___ Information given ___
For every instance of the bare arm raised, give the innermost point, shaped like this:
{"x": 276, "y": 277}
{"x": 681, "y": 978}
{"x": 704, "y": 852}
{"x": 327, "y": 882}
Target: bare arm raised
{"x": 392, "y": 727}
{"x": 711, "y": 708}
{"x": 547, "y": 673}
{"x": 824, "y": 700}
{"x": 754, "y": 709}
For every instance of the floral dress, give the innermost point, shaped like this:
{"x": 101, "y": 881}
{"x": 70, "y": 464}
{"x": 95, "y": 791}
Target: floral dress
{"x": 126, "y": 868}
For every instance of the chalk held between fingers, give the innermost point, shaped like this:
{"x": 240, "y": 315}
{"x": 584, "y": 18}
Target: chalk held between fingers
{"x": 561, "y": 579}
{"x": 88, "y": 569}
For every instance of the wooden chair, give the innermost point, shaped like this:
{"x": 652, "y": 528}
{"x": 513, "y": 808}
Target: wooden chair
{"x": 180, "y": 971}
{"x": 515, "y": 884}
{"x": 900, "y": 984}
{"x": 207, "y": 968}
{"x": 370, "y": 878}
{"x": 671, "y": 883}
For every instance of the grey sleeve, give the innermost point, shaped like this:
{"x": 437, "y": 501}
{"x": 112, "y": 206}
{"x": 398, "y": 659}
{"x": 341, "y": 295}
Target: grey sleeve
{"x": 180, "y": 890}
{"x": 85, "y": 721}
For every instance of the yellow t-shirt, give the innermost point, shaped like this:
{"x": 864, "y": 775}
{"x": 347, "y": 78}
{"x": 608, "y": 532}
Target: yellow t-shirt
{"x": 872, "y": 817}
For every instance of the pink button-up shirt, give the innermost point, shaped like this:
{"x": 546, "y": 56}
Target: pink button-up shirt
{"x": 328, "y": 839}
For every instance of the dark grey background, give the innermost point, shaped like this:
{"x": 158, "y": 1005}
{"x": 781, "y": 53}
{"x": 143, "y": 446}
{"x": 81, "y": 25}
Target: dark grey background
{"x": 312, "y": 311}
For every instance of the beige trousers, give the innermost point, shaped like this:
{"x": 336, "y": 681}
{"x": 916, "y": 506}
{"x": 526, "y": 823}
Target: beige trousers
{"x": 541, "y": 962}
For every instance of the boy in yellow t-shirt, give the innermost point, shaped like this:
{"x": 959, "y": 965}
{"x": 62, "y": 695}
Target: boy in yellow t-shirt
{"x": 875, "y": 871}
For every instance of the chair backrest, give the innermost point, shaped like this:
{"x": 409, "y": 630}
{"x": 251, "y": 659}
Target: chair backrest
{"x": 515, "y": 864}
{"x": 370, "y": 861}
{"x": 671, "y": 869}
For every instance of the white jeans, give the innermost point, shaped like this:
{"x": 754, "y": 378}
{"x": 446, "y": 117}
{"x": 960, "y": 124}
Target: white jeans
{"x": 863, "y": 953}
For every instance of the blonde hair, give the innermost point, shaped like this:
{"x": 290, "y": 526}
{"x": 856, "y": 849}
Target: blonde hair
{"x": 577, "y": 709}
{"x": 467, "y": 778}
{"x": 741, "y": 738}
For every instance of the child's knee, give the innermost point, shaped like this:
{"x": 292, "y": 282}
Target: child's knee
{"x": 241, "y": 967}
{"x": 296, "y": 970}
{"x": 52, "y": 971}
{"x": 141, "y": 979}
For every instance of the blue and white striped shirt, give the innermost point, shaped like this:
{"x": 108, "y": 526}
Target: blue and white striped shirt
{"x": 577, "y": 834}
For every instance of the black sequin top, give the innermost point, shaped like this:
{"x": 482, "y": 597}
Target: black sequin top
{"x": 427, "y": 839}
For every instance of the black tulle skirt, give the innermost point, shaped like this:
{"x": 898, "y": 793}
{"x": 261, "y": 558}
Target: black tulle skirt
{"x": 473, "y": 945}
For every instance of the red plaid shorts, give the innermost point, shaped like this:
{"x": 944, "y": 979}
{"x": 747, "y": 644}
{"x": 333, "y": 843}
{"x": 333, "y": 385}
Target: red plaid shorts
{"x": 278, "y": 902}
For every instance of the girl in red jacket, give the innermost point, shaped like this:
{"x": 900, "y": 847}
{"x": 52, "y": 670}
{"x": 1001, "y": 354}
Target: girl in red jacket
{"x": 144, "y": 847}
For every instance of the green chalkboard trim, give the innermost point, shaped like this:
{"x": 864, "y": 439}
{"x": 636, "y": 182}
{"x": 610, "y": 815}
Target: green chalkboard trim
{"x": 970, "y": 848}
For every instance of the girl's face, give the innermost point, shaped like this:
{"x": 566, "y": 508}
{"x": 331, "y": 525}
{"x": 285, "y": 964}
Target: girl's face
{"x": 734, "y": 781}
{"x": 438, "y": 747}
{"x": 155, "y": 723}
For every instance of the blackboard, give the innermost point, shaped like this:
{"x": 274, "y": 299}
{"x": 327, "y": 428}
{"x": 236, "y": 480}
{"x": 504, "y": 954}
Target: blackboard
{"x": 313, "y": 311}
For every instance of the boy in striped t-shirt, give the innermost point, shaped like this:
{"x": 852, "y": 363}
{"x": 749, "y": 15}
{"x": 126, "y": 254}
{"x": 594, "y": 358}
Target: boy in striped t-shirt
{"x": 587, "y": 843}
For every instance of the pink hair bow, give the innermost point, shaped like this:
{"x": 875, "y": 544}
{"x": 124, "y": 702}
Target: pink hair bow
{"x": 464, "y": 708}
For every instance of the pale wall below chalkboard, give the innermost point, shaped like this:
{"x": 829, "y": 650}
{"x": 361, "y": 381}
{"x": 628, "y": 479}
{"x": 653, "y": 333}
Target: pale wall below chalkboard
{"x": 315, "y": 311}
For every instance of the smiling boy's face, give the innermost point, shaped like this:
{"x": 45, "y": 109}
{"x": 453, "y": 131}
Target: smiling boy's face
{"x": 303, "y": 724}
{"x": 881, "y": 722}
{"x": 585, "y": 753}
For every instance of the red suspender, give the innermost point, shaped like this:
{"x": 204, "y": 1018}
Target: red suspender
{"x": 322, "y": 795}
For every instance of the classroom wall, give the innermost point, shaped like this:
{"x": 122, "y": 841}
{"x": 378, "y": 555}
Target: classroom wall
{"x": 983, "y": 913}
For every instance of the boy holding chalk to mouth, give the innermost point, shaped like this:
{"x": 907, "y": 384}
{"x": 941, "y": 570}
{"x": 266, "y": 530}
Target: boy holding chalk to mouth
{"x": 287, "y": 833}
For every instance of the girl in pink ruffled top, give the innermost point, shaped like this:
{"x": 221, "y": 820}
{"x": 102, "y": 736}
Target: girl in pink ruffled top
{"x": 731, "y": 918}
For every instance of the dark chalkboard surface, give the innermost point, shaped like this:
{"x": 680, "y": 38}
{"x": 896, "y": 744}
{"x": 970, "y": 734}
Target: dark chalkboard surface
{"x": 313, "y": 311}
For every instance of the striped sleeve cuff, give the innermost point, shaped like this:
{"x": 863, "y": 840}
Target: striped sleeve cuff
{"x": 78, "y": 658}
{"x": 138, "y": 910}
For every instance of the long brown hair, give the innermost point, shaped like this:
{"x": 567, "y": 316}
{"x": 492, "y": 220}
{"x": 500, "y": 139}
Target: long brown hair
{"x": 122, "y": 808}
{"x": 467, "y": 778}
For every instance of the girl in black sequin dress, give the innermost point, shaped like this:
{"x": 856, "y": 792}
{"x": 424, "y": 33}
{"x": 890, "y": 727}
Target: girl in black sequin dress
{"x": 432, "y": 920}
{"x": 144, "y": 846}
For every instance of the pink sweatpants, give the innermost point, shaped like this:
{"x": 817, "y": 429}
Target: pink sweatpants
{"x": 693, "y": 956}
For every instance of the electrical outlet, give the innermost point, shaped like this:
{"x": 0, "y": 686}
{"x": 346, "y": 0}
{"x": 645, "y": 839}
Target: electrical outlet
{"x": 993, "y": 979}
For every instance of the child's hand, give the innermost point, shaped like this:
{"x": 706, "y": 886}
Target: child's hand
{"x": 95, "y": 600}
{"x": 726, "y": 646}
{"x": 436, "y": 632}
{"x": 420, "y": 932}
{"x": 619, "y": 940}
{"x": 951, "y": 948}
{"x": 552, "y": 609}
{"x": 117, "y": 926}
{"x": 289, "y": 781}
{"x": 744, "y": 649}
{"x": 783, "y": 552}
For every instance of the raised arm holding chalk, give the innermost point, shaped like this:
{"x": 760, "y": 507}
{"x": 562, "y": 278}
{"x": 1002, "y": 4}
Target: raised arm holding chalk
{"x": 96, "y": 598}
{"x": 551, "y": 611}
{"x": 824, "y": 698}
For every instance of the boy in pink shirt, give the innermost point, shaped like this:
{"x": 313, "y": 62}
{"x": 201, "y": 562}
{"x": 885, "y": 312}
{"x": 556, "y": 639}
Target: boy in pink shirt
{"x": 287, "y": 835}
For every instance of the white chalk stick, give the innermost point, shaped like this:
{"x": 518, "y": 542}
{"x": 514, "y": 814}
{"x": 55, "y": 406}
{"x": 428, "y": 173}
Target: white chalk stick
___
■ What you have to do
Repeat, without changes, every line from the one that contains "For every instance of the boy in pink" through the final line of the data.

■ The reply
For every instance of the boy in pink shirt, give the innermost point, shaped like this:
{"x": 313, "y": 62}
{"x": 201, "y": 562}
{"x": 885, "y": 312}
{"x": 556, "y": 639}
Target: boy in pink shirt
{"x": 287, "y": 835}
For every instance of the white chalk stick, give the innermost point, shaped like this:
{"x": 518, "y": 542}
{"x": 514, "y": 814}
{"x": 55, "y": 406}
{"x": 428, "y": 173}
Target: white chalk stick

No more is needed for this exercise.